## START Text to read

Saturday, May 9, 2009

Tenth Anniversary

Many thanks to Steve for hosting a terrific anniversary party (not to mention continued gratitude for his excellent facilitating and his having led us out of the Slough of Capitol Hill). I think our group is very special—unique, one might add, with suitable qualifiers: we are open and public, anyone can attend, unannounced, unscreened, and on occasions of their choosing. In 2019 I expect we'll be celebrating again!

Thursday, May 7, 2009

Beloved

An extra-curricular meeting of BookmenDC last week discussed Nobel Prize-winning Toni Morrison’s book Beloved that is now part of the new canon of American writing and assigned reading in many school core curricula – perhaps as the prime example of writing about the experience of slavery by a prominent African American author. The story is loosely based on a true story of the enslaved African American Margaret Garner who, in 1856 after having escaped from slavery, killed her children in order to save them from being returned to servitude under the terms of the Fugitive Slave Act. It is complexly told in a style that is Morrison’s trade-mark and to my way of thinking brilliantly serves this particular book.

If I may briefly sketch the plot, Sethe (fem. of Seth, pronounced Seth-uh), the protagonist, escapes from slavery in Kentucky to join her mother-in-law (known as Baby Suggs) and three children in a free house in southern Ohio on the outskirts of Cincinnati. Under extreme circumstances, she gives birth to a daughter named Denver during the escape across the Ohio River, who survives, and for a month Sethe, surrounded by her family, enjoys the taste of freedom in the home of Baby Suggs, a place known as “124.” Then her master (Schoolteacher) comes to reclaim them, and in a spasm of fear, dread, and madness, Sethe tries to murder her children to prevent this happening. She succeeds in killing one – known only as Beloved – and the others are saved or manage to get away before they are killed. Sethe is temporarily jailed but released after sympathetic abolitionists embrace her cause.

## END Text to read
## START Material

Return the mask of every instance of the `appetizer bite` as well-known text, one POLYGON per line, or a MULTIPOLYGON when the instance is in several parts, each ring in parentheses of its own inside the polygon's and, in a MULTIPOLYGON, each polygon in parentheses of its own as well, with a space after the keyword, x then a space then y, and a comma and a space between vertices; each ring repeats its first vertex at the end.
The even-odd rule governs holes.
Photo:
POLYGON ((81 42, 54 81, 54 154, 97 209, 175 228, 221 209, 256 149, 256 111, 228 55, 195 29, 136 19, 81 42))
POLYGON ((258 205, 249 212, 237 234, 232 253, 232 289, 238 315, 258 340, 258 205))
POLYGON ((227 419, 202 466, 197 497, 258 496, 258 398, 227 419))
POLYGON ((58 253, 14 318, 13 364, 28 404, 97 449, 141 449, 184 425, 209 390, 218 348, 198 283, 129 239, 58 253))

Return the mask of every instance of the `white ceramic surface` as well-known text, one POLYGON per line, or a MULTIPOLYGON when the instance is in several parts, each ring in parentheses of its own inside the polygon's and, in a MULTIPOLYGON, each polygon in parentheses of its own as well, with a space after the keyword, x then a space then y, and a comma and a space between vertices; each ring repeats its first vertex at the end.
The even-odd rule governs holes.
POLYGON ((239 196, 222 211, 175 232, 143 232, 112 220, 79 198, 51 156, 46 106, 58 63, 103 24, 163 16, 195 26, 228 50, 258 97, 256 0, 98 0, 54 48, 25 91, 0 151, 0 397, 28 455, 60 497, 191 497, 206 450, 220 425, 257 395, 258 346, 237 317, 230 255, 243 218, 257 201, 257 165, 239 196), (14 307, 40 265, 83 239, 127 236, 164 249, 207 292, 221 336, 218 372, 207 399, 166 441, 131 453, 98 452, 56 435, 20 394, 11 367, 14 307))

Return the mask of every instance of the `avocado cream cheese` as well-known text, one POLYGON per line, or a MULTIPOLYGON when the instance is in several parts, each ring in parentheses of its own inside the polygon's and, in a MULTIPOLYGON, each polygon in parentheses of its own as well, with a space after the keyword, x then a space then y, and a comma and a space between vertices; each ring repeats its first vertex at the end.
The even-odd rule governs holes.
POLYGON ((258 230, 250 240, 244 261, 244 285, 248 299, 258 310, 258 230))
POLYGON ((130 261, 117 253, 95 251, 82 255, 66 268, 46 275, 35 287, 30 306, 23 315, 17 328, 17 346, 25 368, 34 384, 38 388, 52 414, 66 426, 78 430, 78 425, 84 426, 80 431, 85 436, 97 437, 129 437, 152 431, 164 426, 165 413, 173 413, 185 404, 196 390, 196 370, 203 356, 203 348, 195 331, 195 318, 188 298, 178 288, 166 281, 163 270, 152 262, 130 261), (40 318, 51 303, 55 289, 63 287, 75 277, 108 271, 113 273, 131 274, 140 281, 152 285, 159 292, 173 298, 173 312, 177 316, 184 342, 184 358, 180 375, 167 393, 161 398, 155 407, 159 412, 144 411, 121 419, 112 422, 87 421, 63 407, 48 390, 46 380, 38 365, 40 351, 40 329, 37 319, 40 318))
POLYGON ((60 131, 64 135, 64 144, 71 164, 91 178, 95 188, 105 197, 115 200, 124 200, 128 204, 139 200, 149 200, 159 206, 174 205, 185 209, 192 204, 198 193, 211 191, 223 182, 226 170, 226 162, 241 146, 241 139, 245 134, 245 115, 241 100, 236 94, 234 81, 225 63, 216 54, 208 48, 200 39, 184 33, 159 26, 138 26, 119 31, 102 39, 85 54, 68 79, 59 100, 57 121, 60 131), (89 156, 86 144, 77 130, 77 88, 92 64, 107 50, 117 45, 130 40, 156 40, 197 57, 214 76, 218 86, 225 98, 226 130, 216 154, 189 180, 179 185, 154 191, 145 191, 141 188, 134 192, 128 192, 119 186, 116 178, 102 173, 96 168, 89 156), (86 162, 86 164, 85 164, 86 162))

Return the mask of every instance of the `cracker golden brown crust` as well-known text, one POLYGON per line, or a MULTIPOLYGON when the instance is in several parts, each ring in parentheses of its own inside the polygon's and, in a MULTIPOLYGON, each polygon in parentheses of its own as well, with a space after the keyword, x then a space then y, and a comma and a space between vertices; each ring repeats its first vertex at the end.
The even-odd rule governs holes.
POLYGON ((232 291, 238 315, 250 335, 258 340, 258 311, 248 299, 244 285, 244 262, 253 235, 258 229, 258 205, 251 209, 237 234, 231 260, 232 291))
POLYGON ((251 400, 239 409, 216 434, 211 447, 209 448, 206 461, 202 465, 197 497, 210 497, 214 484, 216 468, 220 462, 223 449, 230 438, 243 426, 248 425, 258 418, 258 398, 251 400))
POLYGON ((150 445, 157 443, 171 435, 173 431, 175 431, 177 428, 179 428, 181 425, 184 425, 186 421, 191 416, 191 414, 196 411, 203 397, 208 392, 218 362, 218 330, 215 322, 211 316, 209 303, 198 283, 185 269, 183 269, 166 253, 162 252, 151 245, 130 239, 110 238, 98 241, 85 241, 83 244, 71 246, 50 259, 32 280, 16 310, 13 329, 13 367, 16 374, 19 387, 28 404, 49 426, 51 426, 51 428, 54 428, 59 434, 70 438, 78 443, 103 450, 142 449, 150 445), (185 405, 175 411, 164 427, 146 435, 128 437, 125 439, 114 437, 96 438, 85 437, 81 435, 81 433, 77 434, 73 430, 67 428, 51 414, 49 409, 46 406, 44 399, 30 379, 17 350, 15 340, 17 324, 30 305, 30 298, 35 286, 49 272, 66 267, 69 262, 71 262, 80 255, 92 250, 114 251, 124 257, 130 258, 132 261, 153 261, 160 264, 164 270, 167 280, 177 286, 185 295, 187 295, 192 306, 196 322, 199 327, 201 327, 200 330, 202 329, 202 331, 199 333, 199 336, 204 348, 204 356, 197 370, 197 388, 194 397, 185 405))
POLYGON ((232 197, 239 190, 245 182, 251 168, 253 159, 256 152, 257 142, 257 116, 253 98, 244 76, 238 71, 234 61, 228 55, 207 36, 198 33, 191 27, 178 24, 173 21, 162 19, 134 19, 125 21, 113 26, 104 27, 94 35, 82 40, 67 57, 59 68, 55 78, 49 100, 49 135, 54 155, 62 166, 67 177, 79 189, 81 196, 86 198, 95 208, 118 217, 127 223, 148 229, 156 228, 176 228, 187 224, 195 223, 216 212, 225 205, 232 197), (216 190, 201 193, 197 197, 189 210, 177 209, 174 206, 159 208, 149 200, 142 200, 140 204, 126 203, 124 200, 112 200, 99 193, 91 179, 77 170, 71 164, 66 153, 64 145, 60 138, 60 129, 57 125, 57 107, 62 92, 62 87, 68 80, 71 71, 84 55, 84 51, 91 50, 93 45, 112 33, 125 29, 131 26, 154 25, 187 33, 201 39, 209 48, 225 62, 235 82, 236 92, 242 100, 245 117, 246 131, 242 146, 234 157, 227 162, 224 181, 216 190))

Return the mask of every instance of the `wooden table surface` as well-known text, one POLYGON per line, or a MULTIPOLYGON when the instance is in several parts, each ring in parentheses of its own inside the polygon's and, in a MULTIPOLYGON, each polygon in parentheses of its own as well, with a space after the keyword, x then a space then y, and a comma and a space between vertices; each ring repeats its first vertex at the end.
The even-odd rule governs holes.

## END Material

### [Description of the task]
Copy the passage from the book group blog posts word for word, starting at "An extra-curricular meeting" and ending at "this particular book.". These records have no connection to the book group blog posts.

### [Full solution]
An extra-curricular meeting of BookmenDC last week discussed Nobel Prize-winning Toni Morrison’s book Beloved that is now part of the new canon of American writing and assigned reading in many school core curricula – perhaps as the prime example of writing about the experience of slavery by a prominent African American author. The story is loosely based on a true story of the enslaved African American Margaret Garner who, in 1856 after having escaped from slavery, killed her children in order to save them from being returned to servitude under the terms of the Fugitive Slave Act. It is complexly told in a style that is Morrison’s trade-mark and to my way of thinking brilliantly serves this particular book.